▶ **Source material**:
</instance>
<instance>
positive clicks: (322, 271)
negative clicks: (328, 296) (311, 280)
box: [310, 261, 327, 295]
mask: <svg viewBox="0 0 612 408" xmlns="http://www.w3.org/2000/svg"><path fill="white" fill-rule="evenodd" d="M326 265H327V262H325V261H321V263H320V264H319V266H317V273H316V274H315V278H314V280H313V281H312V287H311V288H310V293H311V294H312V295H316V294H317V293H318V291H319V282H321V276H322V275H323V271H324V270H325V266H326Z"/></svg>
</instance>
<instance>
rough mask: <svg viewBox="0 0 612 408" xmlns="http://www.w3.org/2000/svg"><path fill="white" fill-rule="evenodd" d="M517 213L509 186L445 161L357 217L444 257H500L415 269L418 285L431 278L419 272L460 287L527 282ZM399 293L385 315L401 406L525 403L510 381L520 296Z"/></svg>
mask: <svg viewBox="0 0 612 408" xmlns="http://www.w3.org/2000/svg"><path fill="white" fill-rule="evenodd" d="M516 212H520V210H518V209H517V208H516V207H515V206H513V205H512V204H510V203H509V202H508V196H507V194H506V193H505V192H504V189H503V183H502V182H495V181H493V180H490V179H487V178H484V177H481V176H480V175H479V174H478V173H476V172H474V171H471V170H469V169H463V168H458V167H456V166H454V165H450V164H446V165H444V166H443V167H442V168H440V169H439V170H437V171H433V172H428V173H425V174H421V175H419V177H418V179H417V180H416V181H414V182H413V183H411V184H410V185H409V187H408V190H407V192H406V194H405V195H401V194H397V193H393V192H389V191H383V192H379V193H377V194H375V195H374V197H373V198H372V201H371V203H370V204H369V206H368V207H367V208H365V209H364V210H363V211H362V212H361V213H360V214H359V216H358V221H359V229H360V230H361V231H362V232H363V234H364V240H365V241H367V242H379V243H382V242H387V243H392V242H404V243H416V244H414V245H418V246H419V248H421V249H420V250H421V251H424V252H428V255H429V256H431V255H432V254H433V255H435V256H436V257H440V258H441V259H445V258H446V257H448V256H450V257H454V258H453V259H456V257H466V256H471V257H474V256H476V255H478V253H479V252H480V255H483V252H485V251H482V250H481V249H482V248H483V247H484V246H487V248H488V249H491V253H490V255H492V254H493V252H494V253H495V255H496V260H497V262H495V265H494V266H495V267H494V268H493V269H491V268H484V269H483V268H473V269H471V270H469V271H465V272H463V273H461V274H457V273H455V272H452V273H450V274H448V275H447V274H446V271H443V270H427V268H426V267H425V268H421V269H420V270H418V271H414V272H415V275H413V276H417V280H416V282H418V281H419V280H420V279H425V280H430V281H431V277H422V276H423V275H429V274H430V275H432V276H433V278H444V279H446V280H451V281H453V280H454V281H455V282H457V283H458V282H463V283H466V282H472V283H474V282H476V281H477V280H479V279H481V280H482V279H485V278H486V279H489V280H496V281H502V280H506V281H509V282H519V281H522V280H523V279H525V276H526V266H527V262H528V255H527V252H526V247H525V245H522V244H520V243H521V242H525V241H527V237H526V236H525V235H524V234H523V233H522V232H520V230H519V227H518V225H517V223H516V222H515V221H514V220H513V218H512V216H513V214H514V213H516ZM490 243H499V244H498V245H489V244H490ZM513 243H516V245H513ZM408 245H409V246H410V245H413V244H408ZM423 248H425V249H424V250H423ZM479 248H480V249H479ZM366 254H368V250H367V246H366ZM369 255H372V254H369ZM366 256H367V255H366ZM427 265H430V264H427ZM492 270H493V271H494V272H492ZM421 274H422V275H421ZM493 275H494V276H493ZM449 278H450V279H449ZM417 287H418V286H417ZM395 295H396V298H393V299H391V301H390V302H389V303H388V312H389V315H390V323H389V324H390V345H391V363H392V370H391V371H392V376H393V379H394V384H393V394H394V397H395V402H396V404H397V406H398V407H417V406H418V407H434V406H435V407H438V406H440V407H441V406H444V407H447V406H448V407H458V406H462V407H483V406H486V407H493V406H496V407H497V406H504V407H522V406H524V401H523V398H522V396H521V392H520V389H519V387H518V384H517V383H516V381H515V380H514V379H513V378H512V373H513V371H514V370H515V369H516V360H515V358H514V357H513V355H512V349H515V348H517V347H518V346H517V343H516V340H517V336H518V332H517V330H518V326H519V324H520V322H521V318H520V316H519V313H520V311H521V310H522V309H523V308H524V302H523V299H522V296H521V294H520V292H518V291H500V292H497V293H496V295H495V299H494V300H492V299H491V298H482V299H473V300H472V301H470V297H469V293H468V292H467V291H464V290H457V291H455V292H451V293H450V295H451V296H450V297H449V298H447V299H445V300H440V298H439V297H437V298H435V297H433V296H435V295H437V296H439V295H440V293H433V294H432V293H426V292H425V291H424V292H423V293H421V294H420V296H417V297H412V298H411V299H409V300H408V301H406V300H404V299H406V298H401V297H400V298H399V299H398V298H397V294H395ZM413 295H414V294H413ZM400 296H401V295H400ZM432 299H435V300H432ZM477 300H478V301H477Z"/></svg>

▶ **Description of the task**: Could you recast the listing above as a Markdown table with the columns "Row" and "Line", numbering each line and leaving out blank lines?

▶ **Response**:
| Row | Line |
|---|---|
| 1 | </instance> |
| 2 | <instance> |
| 3 | positive clicks: (322, 271) |
| 4 | negative clicks: (328, 296) (311, 280) |
| 5 | box: [310, 261, 327, 295] |
| 6 | mask: <svg viewBox="0 0 612 408" xmlns="http://www.w3.org/2000/svg"><path fill="white" fill-rule="evenodd" d="M326 265H327V262H325V261H321V263H320V264H319V266H317V273H316V274H315V278H314V280H313V281H312V287H311V288H310V293H311V294H312V295H316V294H317V293H318V291H319V282H321V276H322V275H323V271H324V270H325V266H326Z"/></svg> |
| 7 | </instance> |
| 8 | <instance> |
| 9 | rough mask: <svg viewBox="0 0 612 408" xmlns="http://www.w3.org/2000/svg"><path fill="white" fill-rule="evenodd" d="M517 213L509 186L445 161L357 217L444 257H500L415 269L418 285L431 278L419 272L460 287L527 282ZM399 293L385 315L401 406L525 403L510 381L520 296Z"/></svg> |
| 10 | mask: <svg viewBox="0 0 612 408" xmlns="http://www.w3.org/2000/svg"><path fill="white" fill-rule="evenodd" d="M516 212H520V210H518V209H517V208H516V207H515V206H513V205H512V204H510V203H509V202H508V196H507V194H506V193H505V192H504V189H503V183H502V182H495V181H493V180H490V179H487V178H484V177H481V176H480V175H479V174H478V173H476V172H474V171H471V170H469V169H463V168H458V167H456V166H454V165H450V164H446V165H444V166H443V167H442V168H440V169H439V170H437V171H433V172H428V173H425V174H421V175H419V177H418V179H417V180H416V181H414V182H413V183H411V184H410V185H409V187H408V190H407V192H406V194H405V195H401V194H397V193H393V192H389V191H383V192H379V193H377V194H375V195H374V197H373V198H372V201H371V203H370V204H369V206H368V207H367V208H365V209H364V210H363V211H362V212H361V213H360V214H359V216H358V221H359V229H360V230H361V231H362V232H363V234H364V240H365V241H367V242H379V243H382V242H387V243H392V242H404V243H416V244H414V245H418V246H419V248H421V249H420V250H421V251H424V252H428V255H429V256H431V255H432V254H433V255H435V256H436V257H440V258H441V259H445V258H446V257H448V256H450V257H454V258H453V259H456V257H466V256H471V257H474V256H476V255H478V253H479V252H480V255H483V252H485V251H482V250H481V249H482V248H483V247H484V246H487V248H488V249H491V253H490V255H492V254H493V252H494V253H495V255H496V260H497V262H495V265H494V266H495V267H494V268H493V269H491V268H484V269H483V268H473V269H471V270H469V271H465V272H463V273H461V274H457V273H455V272H452V273H450V274H448V275H447V274H446V271H443V270H427V268H426V267H425V268H421V269H420V270H418V271H414V272H415V275H413V276H417V280H416V282H418V281H419V280H420V279H425V280H430V281H431V277H422V276H423V275H429V274H430V275H432V276H433V278H444V279H446V280H451V281H453V280H454V281H455V282H457V283H458V282H463V283H466V282H472V283H474V282H476V281H477V280H479V279H481V280H482V279H485V278H486V279H489V280H496V281H502V280H506V281H509V282H519V281H522V280H523V279H525V276H526V266H527V262H528V255H527V252H526V247H525V245H522V244H520V243H521V242H525V241H527V237H526V236H525V235H524V234H523V233H522V232H520V230H519V227H518V225H517V223H516V222H515V221H514V220H513V218H512V216H513V214H514V213H516ZM490 243H499V244H498V245H489V244H490ZM513 243H516V245H513ZM408 245H409V246H410V245H413V244H408ZM423 248H425V249H424V250H423ZM479 248H480V249H479ZM366 254H368V250H367V246H366ZM369 255H372V254H369ZM366 256H367V255H366ZM427 265H430V264H427ZM492 270H493V271H494V272H492ZM421 274H422V275H421ZM493 275H494V276H493ZM449 278H450V279H449ZM417 287H418V286H417ZM395 295H396V298H393V299H391V301H390V302H389V303H388V312H389V315H390V323H389V324H390V345H391V363H392V370H391V371H392V376H393V379H394V384H393V394H394V397H395V402H396V404H397V406H398V407H417V406H418V407H434V406H435V407H438V406H440V407H441V406H444V407H447V406H448V407H458V406H462V407H483V406H486V407H493V406H496V407H497V406H504V407H522V406H524V401H523V398H522V396H521V392H520V389H519V387H518V384H517V383H516V381H515V380H514V379H513V378H512V373H513V371H514V370H515V369H516V360H515V358H514V357H513V355H512V349H515V348H517V347H518V346H517V343H516V340H517V336H518V332H517V330H518V326H519V324H520V322H521V318H520V316H519V313H520V311H521V310H522V309H523V308H524V302H523V299H522V296H521V294H520V292H518V291H500V292H497V293H496V295H495V299H494V300H492V299H491V298H482V299H473V300H472V301H470V297H469V293H468V292H467V291H464V290H457V291H455V292H451V293H450V295H451V296H450V297H449V298H447V299H445V300H440V298H439V297H437V298H435V297H433V296H435V295H437V296H439V295H440V293H433V294H432V293H426V292H425V291H424V292H423V293H421V294H420V296H417V297H412V298H411V299H409V300H408V301H406V300H404V299H406V298H401V297H400V298H399V299H398V298H397V294H395ZM413 295H414V294H413ZM400 296H401V295H400ZM432 299H435V300H432ZM477 300H478V301H477Z"/></svg> |